[Begin Text segment]

It is evident that passion truly drives this woman, not money.
Despite expressing her pride for having the platform to empower others, she mentions that it is also a challenge. There is pressure from the government to teach skills to the poverty to give them a better life but “if people don’t want to learn, despite how good the master is, it won’t be effective.”
However, it keeps her motivated. Her biggest accomplishment isn’t the number of awards she has won or the fact that Theresa May owns one of their products. It is purely helping the disabled by giving them security, dignity and confidence.
She sits opposite me, a brown coffee table separating us but I feel like I’ve been sucked into her world with the amount of life she brings into talking about what she does.
Her future plans? She says simply: “I just want to carry on Chinese culture so people can understand and appreciate, and to improve economic status.”
“Chinese people are proud of our tradition, it is our tradition and culture. It is my responsibility to continue it,” she explains with a sense of conviction.

[End Text segment]

## Stated task
Please write the next few paragraphs of the profile of the woman who helps disabled people and wants to carry on Chinese culture, starting after its final quote.

[Begin Raw data]

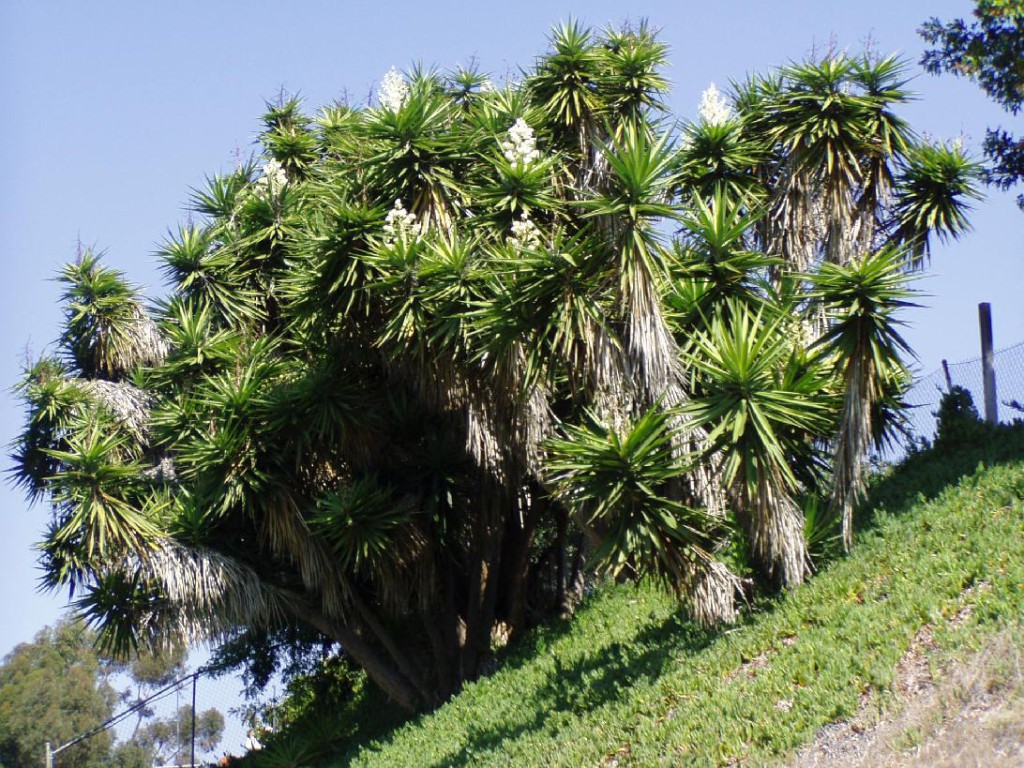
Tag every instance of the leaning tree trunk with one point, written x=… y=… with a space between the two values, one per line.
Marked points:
x=776 y=534
x=854 y=436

[End Raw data]

## Answer for the task
The association has expanded to countries such as Canada and Australia, and even North Korea. She finds no problem promoting Chinese culture to non-Chinese, as “young people feel that arts have no boundaries”.
Before I leave, I ask her one more question – when will she retire. She looks at me as if I am joking and chuckles before looking straight into my eyes, with a reply that makes me admire in awe, only hoping I can ever find this much passion in something.
“I will never retire. I will always do this, even when I’m old. The older I get, the better I will be as a mentor. For the rest of my life, I will preserve the culture.”